**PROBLEM:** Count the lines below that contain the string "balloon", matching case exactly, and give only the number.

**STORED ROWS:**
........

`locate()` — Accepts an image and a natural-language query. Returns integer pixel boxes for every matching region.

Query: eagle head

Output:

........

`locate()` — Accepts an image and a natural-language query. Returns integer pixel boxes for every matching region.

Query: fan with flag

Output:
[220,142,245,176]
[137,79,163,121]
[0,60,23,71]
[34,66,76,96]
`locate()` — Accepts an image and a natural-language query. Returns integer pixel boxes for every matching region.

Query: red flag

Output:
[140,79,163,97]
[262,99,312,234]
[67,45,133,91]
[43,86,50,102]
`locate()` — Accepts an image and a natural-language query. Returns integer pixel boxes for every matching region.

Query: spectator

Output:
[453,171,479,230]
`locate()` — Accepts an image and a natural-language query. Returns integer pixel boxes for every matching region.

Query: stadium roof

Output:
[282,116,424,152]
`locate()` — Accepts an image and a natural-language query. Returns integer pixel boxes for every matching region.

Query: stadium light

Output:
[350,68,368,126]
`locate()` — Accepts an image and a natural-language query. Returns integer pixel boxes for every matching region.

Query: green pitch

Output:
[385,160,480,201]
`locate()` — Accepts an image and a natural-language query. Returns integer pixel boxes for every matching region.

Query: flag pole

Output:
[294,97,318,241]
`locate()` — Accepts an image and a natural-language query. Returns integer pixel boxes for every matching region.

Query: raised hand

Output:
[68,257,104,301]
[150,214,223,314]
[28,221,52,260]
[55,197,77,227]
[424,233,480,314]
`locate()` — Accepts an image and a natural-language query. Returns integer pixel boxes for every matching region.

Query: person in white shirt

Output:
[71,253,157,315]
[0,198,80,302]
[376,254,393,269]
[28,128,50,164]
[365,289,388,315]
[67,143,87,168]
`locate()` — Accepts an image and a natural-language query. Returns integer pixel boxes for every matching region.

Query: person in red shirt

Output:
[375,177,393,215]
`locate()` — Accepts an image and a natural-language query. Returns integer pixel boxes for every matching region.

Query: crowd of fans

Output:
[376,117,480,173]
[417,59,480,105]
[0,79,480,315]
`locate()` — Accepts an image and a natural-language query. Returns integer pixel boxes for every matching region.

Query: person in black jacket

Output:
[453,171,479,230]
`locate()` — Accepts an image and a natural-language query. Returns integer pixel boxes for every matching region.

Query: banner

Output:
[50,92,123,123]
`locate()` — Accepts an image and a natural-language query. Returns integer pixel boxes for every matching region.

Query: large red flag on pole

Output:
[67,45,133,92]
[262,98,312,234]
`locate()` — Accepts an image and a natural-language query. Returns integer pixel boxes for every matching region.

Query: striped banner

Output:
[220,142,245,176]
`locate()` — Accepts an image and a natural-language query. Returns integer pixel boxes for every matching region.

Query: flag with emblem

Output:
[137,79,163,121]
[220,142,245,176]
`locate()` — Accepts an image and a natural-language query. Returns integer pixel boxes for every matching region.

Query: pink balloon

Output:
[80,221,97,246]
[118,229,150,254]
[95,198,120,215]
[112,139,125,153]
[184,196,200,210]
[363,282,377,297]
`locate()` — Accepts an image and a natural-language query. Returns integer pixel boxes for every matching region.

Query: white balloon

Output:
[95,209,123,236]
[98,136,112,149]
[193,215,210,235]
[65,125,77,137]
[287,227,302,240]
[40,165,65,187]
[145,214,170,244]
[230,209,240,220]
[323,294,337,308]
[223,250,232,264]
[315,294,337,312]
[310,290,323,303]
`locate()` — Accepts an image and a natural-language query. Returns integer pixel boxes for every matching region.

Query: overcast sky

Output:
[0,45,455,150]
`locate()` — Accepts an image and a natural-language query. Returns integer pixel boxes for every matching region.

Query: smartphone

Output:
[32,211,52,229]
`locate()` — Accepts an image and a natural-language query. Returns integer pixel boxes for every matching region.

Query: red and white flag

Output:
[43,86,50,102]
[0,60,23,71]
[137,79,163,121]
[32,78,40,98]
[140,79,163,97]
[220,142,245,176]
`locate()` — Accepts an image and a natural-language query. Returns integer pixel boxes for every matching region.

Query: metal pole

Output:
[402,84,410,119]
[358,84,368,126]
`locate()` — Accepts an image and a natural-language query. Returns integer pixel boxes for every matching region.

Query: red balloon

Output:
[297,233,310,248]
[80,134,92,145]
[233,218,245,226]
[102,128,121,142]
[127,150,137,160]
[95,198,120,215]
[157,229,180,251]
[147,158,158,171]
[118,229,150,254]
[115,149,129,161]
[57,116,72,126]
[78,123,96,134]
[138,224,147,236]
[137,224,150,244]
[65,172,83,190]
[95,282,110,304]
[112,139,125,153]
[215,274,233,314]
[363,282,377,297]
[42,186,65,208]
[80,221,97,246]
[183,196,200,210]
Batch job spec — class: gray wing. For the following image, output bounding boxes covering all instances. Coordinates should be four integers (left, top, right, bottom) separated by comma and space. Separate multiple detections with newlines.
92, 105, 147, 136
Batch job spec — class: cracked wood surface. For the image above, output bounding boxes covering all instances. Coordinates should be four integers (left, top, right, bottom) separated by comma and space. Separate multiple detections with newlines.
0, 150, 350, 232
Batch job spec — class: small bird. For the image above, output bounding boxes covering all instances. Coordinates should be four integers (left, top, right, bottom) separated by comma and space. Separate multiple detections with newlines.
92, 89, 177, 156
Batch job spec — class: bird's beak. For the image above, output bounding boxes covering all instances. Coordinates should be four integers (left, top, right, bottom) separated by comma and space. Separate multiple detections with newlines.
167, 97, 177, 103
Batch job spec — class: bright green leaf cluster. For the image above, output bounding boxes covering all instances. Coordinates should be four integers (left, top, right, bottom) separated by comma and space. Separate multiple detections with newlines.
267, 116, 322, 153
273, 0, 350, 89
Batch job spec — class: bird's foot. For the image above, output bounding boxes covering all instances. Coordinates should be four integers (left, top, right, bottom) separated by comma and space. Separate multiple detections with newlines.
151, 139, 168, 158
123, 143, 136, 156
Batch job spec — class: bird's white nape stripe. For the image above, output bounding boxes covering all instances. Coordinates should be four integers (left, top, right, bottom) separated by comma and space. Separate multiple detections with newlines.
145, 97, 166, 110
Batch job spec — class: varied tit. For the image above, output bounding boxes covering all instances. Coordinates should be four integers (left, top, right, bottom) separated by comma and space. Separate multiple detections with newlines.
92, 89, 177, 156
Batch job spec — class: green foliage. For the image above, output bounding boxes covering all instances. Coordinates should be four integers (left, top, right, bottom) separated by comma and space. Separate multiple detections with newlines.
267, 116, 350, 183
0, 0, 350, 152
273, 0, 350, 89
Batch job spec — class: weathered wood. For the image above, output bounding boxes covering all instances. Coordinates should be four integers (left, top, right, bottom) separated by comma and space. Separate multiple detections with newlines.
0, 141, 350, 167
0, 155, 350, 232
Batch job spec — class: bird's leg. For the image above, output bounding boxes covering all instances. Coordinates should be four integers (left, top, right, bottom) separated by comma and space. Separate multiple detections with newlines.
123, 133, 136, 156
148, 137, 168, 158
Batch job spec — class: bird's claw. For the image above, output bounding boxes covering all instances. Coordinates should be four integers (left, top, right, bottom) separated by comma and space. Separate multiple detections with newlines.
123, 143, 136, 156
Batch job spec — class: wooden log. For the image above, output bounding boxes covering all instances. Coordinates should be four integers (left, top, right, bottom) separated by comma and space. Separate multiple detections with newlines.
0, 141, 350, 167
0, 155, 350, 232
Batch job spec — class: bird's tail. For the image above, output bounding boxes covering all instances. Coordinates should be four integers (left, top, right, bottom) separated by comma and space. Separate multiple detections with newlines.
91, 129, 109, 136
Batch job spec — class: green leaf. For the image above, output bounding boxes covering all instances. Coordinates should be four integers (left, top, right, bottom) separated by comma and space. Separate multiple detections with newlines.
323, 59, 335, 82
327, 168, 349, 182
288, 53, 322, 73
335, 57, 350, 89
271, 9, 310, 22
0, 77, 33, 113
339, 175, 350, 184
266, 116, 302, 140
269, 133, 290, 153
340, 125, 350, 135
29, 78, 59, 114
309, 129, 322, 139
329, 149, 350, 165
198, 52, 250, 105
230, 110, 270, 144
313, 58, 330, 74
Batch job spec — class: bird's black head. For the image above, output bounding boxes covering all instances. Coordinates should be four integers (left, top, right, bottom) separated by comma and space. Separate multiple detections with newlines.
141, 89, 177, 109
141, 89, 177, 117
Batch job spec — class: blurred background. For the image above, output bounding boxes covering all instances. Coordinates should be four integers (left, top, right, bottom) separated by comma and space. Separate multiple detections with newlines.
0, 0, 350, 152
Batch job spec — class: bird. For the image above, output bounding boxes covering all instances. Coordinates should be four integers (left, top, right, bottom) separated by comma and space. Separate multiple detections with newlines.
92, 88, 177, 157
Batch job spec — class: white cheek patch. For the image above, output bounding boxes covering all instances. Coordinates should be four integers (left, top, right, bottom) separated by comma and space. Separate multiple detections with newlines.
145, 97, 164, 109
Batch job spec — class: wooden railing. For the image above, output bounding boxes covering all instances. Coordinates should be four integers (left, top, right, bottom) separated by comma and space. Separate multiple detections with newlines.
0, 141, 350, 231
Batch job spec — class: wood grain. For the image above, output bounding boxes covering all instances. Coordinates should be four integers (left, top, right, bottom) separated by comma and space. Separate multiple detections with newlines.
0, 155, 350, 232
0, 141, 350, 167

........

**FULL RESPONSE:** 3